= To do =
- a) Select each line of the listing that contains the string "front", matching case exactly.
- b) Pick up the article about the Des Martin hamlet project in Castelmagno and continue it from where it ends.

= Extract to read =
· · ·

Adventures with a winemaker |

Adventures with a winemaker

Suzanne Hoffman
Behind the Scenes
View over Valliera's slate rooftops, some renovated, some crumbling, of Cottello far below and down a steep, winding gravel road.
Special to the Daily |

Editor’s note: This is the first installment of a two-part series.

Last March, I met Barolo winemaker and nature lover Chiara Boschis. She told me the intriguing story of the Des Martin ethical project in Castelmagno, high in western Piemonte’s mountains. In 2007, Chiara and nine others, including her brother, Cesare Boschis, embarked on a mission to procure and renovate a portion of Valliera, an abandoned hamlet in the commune. Their goal: resurrect the high mountain hamlet to preserve a dying cheese-making tradition.

The project is the embodiment of Chiara’s passionate dedication to honoring nature and preserving tradition. Her enthusiasm for the project and my love of the cheese prompted me to ask her to guide my husband, Dani, and me for a firsthand experience when we returned in June. Chiara promised to do so. Chiara makes no empty promises.

· · ·

= Dataset excerpts =
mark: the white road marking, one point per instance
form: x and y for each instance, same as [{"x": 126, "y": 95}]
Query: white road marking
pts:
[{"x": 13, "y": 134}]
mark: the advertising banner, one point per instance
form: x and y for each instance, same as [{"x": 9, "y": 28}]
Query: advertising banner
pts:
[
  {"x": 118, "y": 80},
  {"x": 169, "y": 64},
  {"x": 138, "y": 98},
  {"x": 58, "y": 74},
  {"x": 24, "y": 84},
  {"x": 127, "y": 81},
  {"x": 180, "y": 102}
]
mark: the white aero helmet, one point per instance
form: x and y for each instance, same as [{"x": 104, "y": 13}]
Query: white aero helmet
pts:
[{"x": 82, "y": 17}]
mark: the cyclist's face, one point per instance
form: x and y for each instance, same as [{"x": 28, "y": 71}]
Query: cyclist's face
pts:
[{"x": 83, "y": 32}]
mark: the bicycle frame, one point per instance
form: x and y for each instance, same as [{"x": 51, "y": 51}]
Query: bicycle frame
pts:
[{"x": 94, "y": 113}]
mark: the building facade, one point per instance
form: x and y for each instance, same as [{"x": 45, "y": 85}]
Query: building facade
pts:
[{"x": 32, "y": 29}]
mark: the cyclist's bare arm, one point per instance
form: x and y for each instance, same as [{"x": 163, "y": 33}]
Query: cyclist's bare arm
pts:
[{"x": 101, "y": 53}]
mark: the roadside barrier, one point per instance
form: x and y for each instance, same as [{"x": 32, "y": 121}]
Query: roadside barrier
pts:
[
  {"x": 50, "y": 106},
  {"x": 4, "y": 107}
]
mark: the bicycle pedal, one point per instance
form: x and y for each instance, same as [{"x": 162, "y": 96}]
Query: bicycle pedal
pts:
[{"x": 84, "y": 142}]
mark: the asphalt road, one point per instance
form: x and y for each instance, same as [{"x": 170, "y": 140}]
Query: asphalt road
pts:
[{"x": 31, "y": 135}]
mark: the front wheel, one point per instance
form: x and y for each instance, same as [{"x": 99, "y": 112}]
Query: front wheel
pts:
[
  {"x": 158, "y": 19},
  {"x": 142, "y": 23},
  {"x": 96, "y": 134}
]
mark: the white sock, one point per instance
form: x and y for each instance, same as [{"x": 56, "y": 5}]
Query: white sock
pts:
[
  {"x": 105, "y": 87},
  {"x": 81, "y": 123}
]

· · ·

= Answers for the tasks =
- a)
mark: the front wheel, one point per instance
Query: front wheel

- b)
Not really a day of rest

Three months of persistent rain and cold nights stymied Piemonte’s vines in the early growing season. However, two weeks of warm sunshine in early June coaxed shoots to reach for the sky and begin their summer grape-making chore. Developing vines demand attention, and already Boschis had her own chores in the vineyards. Nevertheless, she willingly dedicated her Sunday to guide us on a unique mountain adventure few visitors — or locals — have enjoyed.

It certainly wasn’t a “day off” for Chiara. Truth is, I’m not certain if such a thing exists for her. She volunteered to drive for the two-hour ride to Valliera. As I discovered later, her pickup was more suited to reach the high mountain hamlet than our low-to-the-ground rental car.

Chiara’s longtime Belgian friends, Willy and Marie Therese Van Riel, joined us at her winery in Barolo early that morning. For the past 17 years, the Van Riels have returned to Piemonte at least twice a year. This was their first trip into the Occitane valleys that lie along Italy’s western, alpine border. Together, we piled into the pickup like excited kids on a field trip.

Piemonte consists of three geographically distinct areas — mountains, plains and hills. Our drive west at Chiara’s leisurely pace — unusual for a Piemontese under the age of 80 — took us through all three. First, we drove along winding roads through rolling hills in the southern reaches of Barolo. The lush, green canopies were in stark contrast to the barren vines of winter and spring, and vibrant gold and yellow leaves of autumn I’m used to seeing.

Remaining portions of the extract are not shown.